What you have to do.
Lines in the entries below where the word "resembles" shows up should each be copied.

Recorded information.
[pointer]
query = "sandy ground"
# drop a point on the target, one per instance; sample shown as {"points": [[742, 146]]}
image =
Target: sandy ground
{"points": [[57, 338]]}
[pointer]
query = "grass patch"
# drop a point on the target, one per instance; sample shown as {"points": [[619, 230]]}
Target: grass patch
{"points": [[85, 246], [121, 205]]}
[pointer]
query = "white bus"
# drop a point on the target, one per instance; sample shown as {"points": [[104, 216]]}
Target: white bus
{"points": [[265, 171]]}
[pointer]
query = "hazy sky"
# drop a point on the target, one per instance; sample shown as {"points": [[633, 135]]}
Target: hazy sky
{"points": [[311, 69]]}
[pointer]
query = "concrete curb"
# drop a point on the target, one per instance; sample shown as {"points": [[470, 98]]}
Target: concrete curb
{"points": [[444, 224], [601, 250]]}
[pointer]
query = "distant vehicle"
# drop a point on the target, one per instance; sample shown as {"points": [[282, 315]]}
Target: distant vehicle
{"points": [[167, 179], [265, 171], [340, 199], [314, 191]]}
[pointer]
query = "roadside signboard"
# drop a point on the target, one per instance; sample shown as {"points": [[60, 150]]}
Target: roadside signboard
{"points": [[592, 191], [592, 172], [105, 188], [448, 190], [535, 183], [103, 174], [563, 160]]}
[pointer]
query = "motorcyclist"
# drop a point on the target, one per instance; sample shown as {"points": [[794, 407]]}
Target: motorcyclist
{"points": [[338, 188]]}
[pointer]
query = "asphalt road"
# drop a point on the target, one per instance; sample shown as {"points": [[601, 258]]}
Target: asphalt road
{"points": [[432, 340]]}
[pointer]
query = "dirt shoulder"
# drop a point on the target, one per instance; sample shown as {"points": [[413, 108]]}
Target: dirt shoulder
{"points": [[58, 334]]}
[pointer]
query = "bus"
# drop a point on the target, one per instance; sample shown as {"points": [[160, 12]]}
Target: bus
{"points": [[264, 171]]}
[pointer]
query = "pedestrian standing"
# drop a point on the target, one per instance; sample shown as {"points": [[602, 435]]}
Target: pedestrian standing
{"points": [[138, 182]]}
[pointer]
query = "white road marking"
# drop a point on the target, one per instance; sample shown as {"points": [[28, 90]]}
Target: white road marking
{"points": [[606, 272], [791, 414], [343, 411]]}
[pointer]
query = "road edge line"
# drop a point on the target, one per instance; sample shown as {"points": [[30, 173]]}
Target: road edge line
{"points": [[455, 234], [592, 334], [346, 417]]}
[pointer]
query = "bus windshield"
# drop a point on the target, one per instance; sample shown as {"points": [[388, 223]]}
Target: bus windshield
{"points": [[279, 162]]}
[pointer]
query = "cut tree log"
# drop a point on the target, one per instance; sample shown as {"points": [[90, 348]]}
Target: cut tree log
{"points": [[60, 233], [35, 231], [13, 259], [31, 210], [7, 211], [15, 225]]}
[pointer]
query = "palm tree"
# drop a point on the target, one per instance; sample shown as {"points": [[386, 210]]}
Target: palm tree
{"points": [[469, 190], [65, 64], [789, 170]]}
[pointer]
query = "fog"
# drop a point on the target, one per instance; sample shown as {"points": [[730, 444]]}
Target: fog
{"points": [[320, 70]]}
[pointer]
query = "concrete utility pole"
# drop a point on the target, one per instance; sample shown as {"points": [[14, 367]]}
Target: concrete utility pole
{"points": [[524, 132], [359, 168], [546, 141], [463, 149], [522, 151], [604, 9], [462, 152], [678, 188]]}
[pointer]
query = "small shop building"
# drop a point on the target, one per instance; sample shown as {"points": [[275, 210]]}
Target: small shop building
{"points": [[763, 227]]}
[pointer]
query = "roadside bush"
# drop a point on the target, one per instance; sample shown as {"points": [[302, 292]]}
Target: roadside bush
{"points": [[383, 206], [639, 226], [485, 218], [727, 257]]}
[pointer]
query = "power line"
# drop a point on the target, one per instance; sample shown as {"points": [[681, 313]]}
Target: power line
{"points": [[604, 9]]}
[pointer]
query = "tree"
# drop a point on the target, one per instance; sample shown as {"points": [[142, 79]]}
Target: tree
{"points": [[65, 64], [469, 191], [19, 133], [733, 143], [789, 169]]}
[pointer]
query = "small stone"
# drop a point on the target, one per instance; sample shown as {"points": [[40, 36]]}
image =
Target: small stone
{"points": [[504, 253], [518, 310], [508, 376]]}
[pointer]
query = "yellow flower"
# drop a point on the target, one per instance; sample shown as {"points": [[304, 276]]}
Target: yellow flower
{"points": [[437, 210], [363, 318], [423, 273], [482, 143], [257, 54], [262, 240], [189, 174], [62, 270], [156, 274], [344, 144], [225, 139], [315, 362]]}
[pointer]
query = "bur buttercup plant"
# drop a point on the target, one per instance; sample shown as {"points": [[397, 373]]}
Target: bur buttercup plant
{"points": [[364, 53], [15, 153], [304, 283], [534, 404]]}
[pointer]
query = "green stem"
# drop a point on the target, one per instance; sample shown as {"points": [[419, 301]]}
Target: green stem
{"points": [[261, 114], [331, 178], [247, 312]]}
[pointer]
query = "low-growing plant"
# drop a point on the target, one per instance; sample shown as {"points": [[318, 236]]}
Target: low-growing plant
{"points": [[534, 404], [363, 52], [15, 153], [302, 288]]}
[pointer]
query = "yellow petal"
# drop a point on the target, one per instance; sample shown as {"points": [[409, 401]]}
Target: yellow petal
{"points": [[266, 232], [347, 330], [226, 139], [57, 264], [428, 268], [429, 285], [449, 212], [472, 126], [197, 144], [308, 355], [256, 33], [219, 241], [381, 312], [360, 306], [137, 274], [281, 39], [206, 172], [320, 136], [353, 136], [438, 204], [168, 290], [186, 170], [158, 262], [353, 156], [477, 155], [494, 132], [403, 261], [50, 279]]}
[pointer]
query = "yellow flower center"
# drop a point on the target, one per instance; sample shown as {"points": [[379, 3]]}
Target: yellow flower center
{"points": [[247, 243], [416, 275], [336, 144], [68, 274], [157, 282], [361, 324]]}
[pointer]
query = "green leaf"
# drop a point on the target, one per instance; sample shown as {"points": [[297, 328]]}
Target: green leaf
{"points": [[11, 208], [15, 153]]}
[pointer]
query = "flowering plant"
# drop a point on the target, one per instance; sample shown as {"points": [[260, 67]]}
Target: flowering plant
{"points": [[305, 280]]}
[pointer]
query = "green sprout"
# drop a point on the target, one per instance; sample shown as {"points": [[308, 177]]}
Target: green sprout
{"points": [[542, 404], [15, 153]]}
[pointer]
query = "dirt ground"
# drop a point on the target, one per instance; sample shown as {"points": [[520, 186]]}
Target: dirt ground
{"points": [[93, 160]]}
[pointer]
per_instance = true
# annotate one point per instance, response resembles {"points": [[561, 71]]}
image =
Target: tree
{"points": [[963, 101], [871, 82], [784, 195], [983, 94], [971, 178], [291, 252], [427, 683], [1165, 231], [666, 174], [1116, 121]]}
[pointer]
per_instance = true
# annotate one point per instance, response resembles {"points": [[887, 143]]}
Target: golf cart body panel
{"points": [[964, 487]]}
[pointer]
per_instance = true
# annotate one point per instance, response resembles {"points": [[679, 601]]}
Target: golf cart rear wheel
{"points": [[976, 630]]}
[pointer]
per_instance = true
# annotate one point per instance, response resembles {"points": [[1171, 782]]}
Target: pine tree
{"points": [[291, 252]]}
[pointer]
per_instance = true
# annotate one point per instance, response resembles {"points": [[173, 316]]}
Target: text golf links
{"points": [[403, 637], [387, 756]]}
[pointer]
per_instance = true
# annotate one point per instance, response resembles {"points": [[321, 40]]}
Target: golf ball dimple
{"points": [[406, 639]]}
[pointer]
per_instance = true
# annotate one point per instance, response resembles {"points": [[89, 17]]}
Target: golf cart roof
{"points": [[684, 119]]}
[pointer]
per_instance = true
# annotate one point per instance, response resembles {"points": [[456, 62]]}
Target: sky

Result of the task.
# annotate one point per instance, response resembles {"points": [[561, 71]]}
# annotate one point per instance, response resembles {"points": [[887, 143]]}
# annotate one point per instance, response resembles {"points": [[679, 601]]}
# annotate one point per instance, response resembles {"points": [[1171, 782]]}
# annotate one point per instance, response resembles {"points": [[173, 316]]}
# annotate one point per instance, response resembles {"points": [[321, 40]]}
# annotate one point per instance, response resembles {"points": [[89, 17]]}
# annotate one point per instance, response resembles {"points": [[456, 62]]}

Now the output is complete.